The whole of the material needs to be repeated exactly, line for line.
+--
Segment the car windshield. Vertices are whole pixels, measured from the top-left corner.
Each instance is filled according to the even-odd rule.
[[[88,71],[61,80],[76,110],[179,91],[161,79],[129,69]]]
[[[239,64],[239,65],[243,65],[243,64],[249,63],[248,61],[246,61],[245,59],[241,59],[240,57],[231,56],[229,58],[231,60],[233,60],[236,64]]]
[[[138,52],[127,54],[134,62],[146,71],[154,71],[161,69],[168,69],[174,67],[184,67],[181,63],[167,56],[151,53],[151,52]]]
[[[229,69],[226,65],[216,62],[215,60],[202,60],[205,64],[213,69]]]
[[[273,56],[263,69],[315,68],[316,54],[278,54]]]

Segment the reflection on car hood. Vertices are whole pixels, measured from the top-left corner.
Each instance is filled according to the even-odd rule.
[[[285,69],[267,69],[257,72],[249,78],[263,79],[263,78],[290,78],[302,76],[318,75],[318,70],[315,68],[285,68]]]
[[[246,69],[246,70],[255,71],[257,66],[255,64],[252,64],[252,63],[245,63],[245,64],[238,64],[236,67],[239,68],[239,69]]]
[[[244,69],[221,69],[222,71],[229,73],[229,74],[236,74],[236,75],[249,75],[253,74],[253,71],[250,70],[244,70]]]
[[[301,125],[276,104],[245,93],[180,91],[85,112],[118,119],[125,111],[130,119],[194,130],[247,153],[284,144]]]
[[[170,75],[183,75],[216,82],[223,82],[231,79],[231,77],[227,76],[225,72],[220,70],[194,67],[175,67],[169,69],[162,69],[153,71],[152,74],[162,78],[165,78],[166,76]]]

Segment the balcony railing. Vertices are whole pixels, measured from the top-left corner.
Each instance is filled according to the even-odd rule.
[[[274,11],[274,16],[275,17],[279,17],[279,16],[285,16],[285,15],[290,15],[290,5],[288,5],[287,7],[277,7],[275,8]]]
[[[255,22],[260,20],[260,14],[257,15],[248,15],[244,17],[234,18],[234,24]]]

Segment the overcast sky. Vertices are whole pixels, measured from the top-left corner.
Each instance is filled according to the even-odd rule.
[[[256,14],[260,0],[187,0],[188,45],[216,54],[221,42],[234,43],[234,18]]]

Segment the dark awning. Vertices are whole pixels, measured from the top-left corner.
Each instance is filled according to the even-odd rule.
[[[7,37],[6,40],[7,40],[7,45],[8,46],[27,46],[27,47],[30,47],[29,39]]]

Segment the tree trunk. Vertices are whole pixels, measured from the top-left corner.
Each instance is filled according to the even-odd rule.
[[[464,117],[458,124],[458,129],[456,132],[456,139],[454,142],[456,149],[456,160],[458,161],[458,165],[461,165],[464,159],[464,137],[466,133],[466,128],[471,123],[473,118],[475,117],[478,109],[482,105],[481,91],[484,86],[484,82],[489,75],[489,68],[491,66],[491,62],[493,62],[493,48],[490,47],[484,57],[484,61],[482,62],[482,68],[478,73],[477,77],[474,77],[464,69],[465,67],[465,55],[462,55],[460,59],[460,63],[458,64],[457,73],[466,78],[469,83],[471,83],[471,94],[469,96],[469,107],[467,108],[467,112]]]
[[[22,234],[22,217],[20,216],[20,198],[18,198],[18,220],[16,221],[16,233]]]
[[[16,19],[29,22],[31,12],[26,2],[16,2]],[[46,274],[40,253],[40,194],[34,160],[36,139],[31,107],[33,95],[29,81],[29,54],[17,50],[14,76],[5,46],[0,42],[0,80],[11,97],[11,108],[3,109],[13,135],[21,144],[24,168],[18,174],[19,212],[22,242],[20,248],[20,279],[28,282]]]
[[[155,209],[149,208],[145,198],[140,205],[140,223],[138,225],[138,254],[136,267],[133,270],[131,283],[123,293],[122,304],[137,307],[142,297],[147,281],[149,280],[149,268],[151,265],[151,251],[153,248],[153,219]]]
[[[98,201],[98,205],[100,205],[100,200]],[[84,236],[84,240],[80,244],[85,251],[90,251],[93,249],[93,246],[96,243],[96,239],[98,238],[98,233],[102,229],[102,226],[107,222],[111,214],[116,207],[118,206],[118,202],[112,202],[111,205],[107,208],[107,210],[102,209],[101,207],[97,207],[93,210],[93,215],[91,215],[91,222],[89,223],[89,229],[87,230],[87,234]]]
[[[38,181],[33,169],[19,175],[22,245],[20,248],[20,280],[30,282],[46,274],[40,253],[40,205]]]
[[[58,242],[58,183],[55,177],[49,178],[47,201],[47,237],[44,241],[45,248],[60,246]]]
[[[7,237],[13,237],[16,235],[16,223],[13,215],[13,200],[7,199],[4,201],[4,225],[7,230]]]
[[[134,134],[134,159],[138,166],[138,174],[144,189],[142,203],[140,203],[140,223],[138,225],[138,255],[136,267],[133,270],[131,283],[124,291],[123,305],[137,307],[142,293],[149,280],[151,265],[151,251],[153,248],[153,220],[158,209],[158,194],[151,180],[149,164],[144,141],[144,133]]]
+--
▸ **Response for this exercise**:
Segment the car windshield. Vertices are whole pixels, measured from the top-left corner.
Each instance is filled according to the even-odd rule.
[[[88,71],[61,80],[76,110],[179,91],[161,79],[129,69]]]
[[[239,64],[239,65],[243,65],[243,64],[249,63],[248,61],[246,61],[245,59],[241,59],[240,57],[231,56],[229,58],[231,60],[233,60],[236,64]]]
[[[138,52],[127,54],[134,62],[146,71],[154,71],[161,69],[168,69],[174,67],[184,67],[181,63],[167,56],[151,53],[151,52]]]
[[[229,69],[226,65],[216,62],[215,60],[202,60],[205,64],[213,69]]]
[[[273,56],[263,69],[315,68],[316,54],[278,54]]]

Segment the reflection on car hood. Vertices are whole pixels, measured from the top-left corner.
Each instance is filled according to the even-odd rule.
[[[285,69],[267,69],[257,72],[249,78],[263,79],[263,78],[290,78],[302,76],[318,75],[318,70],[315,68],[285,68]]]
[[[246,69],[246,70],[255,71],[257,66],[255,64],[252,64],[252,63],[245,63],[245,64],[238,64],[236,67],[239,68],[239,69]]]
[[[244,69],[221,69],[222,71],[229,73],[229,74],[236,74],[236,75],[249,75],[253,74],[253,71],[250,70],[244,70]]]
[[[301,125],[276,104],[245,93],[180,91],[85,112],[118,119],[125,111],[130,119],[194,130],[247,153],[284,144]]]
[[[170,75],[183,75],[216,82],[223,82],[231,79],[231,77],[227,76],[225,72],[220,70],[194,67],[175,67],[169,69],[162,69],[153,71],[152,74],[162,78],[165,78],[166,76]]]

Segment the balcony railing. Vertices are whole pixels, measured from the top-left corner.
Each instance is filled according to the even-odd rule.
[[[274,11],[274,16],[275,17],[279,17],[279,16],[285,16],[285,15],[290,15],[290,5],[288,5],[287,7],[277,7],[275,8]]]
[[[255,22],[260,20],[260,14],[257,15],[248,15],[244,17],[234,18],[234,24]]]

Segment the overcast sky. Vertices are whole pixels, measured from the top-left corner.
Each instance is filled according to the even-odd rule.
[[[256,14],[260,0],[187,0],[188,45],[216,54],[221,42],[234,43],[234,18]]]

Segment the dark awning. Vertices are whole pixels, measured from the top-left corner.
Each instance is filled according to the even-odd rule.
[[[7,37],[6,40],[7,40],[7,45],[8,46],[27,46],[27,47],[30,47],[29,39]]]

Segment the tree trunk. Vertices are whole pixels, measured from the top-left corner.
Each instance is filled according to the even-odd rule.
[[[464,117],[458,124],[458,129],[456,132],[456,139],[454,142],[456,149],[456,160],[458,161],[458,165],[461,165],[464,159],[464,137],[466,133],[466,128],[471,123],[473,118],[475,117],[478,109],[482,105],[481,91],[484,86],[484,82],[489,75],[489,68],[491,66],[491,62],[493,62],[493,48],[490,47],[484,57],[484,61],[482,62],[482,68],[478,73],[477,77],[474,77],[464,69],[465,67],[465,55],[462,55],[460,59],[460,63],[458,64],[457,73],[466,78],[469,83],[471,83],[471,94],[469,96],[469,107],[467,108],[467,112]]]
[[[22,234],[22,217],[20,216],[20,198],[18,198],[18,220],[16,221],[16,233]]]
[[[16,19],[29,22],[31,12],[26,2],[16,2]],[[46,274],[40,253],[40,194],[34,160],[36,139],[31,107],[33,95],[29,81],[29,54],[17,50],[14,76],[5,46],[0,42],[0,80],[11,97],[11,108],[3,109],[13,135],[21,144],[24,168],[18,174],[19,212],[22,242],[20,248],[20,279],[28,282]]]
[[[155,209],[149,208],[145,198],[140,205],[140,223],[138,225],[138,254],[136,267],[133,270],[131,283],[123,293],[122,304],[137,307],[142,297],[147,281],[149,280],[149,268],[151,265],[151,251],[153,248],[153,219]]]
[[[98,201],[98,205],[100,205],[100,200]],[[84,236],[84,240],[80,244],[85,251],[90,251],[93,249],[93,246],[96,243],[96,239],[98,238],[98,233],[102,229],[102,226],[107,222],[111,214],[116,207],[118,206],[118,202],[112,202],[111,205],[107,208],[107,210],[102,209],[101,207],[97,207],[93,210],[93,215],[91,215],[91,222],[89,223],[89,229],[87,230],[87,234]]]
[[[38,181],[33,169],[19,175],[22,245],[20,248],[20,280],[30,282],[46,274],[40,253],[40,205]]]
[[[58,242],[58,183],[55,177],[49,178],[47,201],[47,237],[44,241],[45,248],[60,246]]]
[[[7,237],[13,237],[16,235],[16,223],[13,215],[13,200],[7,199],[4,201],[4,225],[7,230]]]
[[[134,134],[134,159],[138,166],[138,174],[144,189],[142,203],[140,203],[140,223],[138,225],[138,255],[136,267],[133,270],[131,283],[124,291],[123,305],[137,307],[142,293],[149,280],[151,265],[151,251],[153,248],[153,220],[158,209],[158,194],[151,180],[149,164],[144,141],[144,133]]]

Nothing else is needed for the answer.